> [Records to process]

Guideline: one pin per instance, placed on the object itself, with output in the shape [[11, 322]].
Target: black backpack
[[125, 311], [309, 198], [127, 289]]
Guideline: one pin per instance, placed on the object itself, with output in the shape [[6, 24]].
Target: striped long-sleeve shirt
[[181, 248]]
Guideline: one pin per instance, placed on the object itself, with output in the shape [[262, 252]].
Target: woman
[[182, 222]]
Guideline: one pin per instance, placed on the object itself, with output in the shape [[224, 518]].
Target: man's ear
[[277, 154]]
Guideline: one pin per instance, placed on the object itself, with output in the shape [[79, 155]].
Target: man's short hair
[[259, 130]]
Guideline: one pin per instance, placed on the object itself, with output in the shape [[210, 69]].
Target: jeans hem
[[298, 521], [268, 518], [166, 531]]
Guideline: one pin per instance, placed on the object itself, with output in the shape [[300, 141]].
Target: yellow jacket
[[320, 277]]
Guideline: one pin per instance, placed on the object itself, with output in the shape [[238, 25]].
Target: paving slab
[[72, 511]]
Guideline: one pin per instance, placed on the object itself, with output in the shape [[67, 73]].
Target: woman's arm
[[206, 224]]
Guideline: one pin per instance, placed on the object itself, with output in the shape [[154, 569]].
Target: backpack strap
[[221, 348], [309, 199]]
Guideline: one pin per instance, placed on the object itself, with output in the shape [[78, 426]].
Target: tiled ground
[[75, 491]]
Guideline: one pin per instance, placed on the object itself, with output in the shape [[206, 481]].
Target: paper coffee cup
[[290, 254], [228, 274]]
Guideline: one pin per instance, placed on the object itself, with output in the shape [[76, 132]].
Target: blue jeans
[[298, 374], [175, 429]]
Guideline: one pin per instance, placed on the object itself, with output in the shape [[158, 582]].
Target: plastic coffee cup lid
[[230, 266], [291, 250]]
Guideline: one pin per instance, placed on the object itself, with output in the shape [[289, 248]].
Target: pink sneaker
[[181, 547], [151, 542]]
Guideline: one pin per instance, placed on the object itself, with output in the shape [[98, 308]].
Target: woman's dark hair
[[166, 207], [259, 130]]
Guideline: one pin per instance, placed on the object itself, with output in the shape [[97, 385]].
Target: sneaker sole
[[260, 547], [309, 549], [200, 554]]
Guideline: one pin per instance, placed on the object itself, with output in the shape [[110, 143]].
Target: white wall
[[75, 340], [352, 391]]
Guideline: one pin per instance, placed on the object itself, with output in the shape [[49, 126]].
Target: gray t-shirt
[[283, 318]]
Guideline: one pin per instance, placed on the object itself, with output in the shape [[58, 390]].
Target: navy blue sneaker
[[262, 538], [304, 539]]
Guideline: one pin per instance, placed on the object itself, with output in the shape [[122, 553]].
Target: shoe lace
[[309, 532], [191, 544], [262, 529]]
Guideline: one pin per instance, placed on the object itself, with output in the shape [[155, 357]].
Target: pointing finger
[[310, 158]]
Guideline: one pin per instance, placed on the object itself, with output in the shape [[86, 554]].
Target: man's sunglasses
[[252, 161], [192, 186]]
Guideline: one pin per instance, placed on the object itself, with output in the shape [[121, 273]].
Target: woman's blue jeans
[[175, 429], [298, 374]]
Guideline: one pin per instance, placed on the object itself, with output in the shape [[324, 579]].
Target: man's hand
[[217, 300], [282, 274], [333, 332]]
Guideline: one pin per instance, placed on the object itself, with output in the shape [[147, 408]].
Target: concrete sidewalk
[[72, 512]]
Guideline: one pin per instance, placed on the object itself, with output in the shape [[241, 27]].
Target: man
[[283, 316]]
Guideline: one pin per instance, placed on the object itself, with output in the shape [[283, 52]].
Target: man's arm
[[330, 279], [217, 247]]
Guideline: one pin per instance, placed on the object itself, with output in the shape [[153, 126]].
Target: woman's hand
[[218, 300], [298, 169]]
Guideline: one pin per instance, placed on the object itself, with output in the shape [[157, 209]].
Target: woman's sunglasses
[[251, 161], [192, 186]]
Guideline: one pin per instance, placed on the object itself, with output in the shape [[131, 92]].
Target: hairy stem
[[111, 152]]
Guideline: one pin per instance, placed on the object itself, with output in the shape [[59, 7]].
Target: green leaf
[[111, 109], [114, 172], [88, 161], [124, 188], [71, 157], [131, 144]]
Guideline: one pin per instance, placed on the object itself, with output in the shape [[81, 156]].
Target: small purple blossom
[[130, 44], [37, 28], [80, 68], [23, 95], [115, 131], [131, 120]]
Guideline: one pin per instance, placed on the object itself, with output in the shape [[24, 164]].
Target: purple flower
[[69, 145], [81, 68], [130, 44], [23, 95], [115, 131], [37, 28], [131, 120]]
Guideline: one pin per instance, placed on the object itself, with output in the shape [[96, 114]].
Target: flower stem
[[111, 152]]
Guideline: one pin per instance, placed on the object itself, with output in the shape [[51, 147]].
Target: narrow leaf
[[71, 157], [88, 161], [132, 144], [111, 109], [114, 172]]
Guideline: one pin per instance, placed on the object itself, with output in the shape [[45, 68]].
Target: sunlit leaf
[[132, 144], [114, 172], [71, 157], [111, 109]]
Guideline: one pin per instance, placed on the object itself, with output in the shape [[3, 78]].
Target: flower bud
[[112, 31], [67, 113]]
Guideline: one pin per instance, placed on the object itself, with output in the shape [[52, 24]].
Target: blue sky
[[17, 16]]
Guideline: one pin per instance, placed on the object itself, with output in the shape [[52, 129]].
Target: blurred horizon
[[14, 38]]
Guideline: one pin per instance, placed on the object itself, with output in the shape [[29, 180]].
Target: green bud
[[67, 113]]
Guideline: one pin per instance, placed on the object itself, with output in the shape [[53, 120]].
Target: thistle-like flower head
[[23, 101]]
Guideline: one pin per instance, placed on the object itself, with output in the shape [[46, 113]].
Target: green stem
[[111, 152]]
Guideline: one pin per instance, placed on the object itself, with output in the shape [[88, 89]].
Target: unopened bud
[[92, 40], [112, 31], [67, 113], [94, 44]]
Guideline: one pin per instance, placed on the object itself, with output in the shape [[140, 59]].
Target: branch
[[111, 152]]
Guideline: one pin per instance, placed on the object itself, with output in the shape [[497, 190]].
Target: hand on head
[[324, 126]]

> [Challenge] Rewrite all of the data above with every "Target" changed to "Label", keeping everything else the same.

> [Exercise output]
Guideline: one pin per instance, placed on the object itself, with output in the shape [[11, 322]].
Label: black backpack
[[125, 311], [309, 198], [127, 289]]
Guideline: one pin per instance, placed on the object itself, with output in the shape [[6, 24]].
Label: striped long-sleeve shirt
[[181, 248]]
Guideline: one pin per instance, placed on the object itself, with output in the shape [[262, 252]].
Label: woman
[[182, 222]]
Guideline: one pin per instance, placed on the object itself, with output in the shape [[224, 518]].
Label: man's ear
[[277, 154]]
Guideline: one pin per instance, placed on the object itself, with output in the shape [[79, 155]].
Label: man's short hair
[[259, 130]]
Guideline: one pin per instance, placed on the object itself, with output in the shape [[210, 69]].
Label: jeans hem
[[298, 521], [268, 518], [166, 531]]
Guideline: one pin per instance, placed on the object itself, with output in the shape [[300, 141]].
Label: yellow jacket
[[320, 277]]
Guideline: one pin per instance, placed on the object itself, with output in the shape [[238, 25]].
Label: paving slab
[[72, 511]]
Guideline: one pin per instance, placed on the object itself, with output in the shape [[67, 73]].
Label: woman's arm
[[206, 224]]
Guideline: one pin per instance, placed on the object itself, with output in the shape [[154, 569]].
Label: backpack strap
[[221, 348], [309, 199]]
Guideline: one pin per instance, placed on the object itself, with output in the shape [[78, 426]].
Label: tiled ground
[[75, 491]]
Guideline: one pin per instance, placed on the object itself, with output in the shape [[206, 481]].
Label: paper coffee cup
[[290, 254], [228, 274]]
Guideline: one pin per instance, placed on the object itself, with output in the shape [[76, 132]].
Label: blue jeans
[[298, 374], [175, 429]]
Guideline: one pin per instance, placed on the object itself, with output in the shape [[158, 582]].
Label: plastic coffee cup lid
[[230, 266], [291, 250]]
Guideline: one pin per instance, placed on the object itself, with output in the shape [[289, 248]].
Label: pink sneaker
[[181, 547], [151, 542]]
Guideline: one pin per instance, placed on the object itself, with output in the shape [[98, 308]].
Label: woman's dark hair
[[166, 207], [259, 130]]
Guideline: one pin per instance, placed on the object itself, with output in the shape [[97, 385]].
Label: sneaker sole
[[260, 547], [309, 549], [200, 554]]
Guideline: one pin per instance, placed on the object itself, with output in the shape [[110, 143]].
Label: white wall
[[75, 340], [352, 391]]
Guideline: one pin per instance, placed on the object itself, with output in the shape [[49, 126]].
Label: gray t-shirt
[[283, 318]]
Guideline: one pin per instance, placed on the object itself, with output in the shape [[58, 390]].
Label: navy blue sneaker
[[262, 538], [304, 539]]
Guideline: one pin per instance, placed on the object itself, with output in the shape [[122, 553]].
Label: shoe lace
[[309, 532], [191, 544], [262, 529]]
Guideline: one pin per instance, placed on the object itself, with output in the shape [[155, 357]].
Label: pointing finger
[[310, 158]]
Guideline: one pin per instance, placed on the object itself, with output in the shape [[86, 554]].
Label: man's sunglasses
[[252, 161], [192, 186]]
Guideline: one pin per instance, placed on the object itself, with output in the shape [[121, 273]].
Label: woman's blue jeans
[[175, 429], [298, 374]]
Guideline: one pin per instance, placed on the object itself, with output in the shape [[324, 579]].
Label: man's hand
[[217, 300], [282, 274], [333, 332]]
Guideline: one pin per instance, placed on the object itself, with output in the shape [[147, 408]].
Label: concrete sidewalk
[[72, 512]]
Guideline: one pin per instance, placed on the object itself, with output in the shape [[241, 27]].
Label: man
[[283, 316]]
Guideline: one pin per instance, placed on the object itself, with output in the shape [[283, 52]].
Label: man's arm
[[330, 279], [217, 247]]
Guideline: one pin per instance, placed on the object itself, with output in the shape [[153, 126]].
Label: woman's hand
[[218, 300], [298, 169]]
Guideline: one pin per instance, placed on the object itself, with output in the shape [[157, 209]].
Label: woman's sunglasses
[[251, 161], [192, 186]]
Guideline: one pin per instance, placed on the object itself, with output in the shape [[131, 92]].
Label: hairy stem
[[111, 152]]
Guideline: one pin per instance, placed on the object itself, with output in the shape [[59, 7]].
Label: green leaf
[[111, 109], [114, 172], [88, 161], [124, 188], [71, 157], [131, 144]]
Guideline: one pin per instance, placed on the object itself, with output in the shape [[81, 156]].
Label: small purple blossom
[[130, 44], [37, 28], [80, 68], [23, 95], [115, 131], [131, 120]]
Guideline: one pin per instance, placed on the object itself, with output in the shape [[24, 164]].
Label: purple flower
[[69, 145], [81, 68], [130, 44], [23, 95], [115, 131], [37, 28], [131, 120]]
Guideline: one pin per instance, placed on the object itself, with output in the shape [[96, 114]].
Label: flower stem
[[111, 152]]
Guideline: one pin per instance, placed on the object itself, with output in the shape [[51, 147]].
Label: narrow leaf
[[71, 157], [88, 161], [132, 144], [111, 109], [114, 172]]
Guideline: one pin per instance, placed on the object itself, with output in the shape [[45, 68]].
Label: sunlit leaf
[[132, 144], [114, 172], [71, 157], [111, 109]]
Guideline: one pin per instance, placed on the object itself, with output in the shape [[3, 78]].
Label: flower bud
[[112, 31], [67, 113]]
Guideline: one pin per instance, placed on the object itself, with output in the shape [[52, 24]].
Label: blue sky
[[17, 16]]
Guideline: one pin per instance, placed on the object itself, with output in the shape [[52, 129]].
Label: blurred horizon
[[14, 38]]
Guideline: one pin per instance, placed on the object itself, with output in the shape [[29, 180]].
Label: green bud
[[67, 113]]
Guideline: one pin per instance, placed on the object itself, with output in the shape [[53, 120]].
Label: thistle-like flower head
[[23, 101]]
Guideline: one pin per instance, placed on the object itself, with output in the shape [[46, 113]].
Label: green stem
[[111, 152]]
Guideline: one pin per instance, placed on the object itself, with output in the shape [[88, 89]].
Label: unopened bud
[[92, 40], [112, 31], [67, 113], [94, 44]]
Guideline: one pin per instance, placed on the object itself, with output in the shape [[140, 59]].
Label: branch
[[111, 152]]
Guideline: one pin per instance, placed on the object itself, with output in the shape [[497, 190]].
Label: hand on head
[[324, 126]]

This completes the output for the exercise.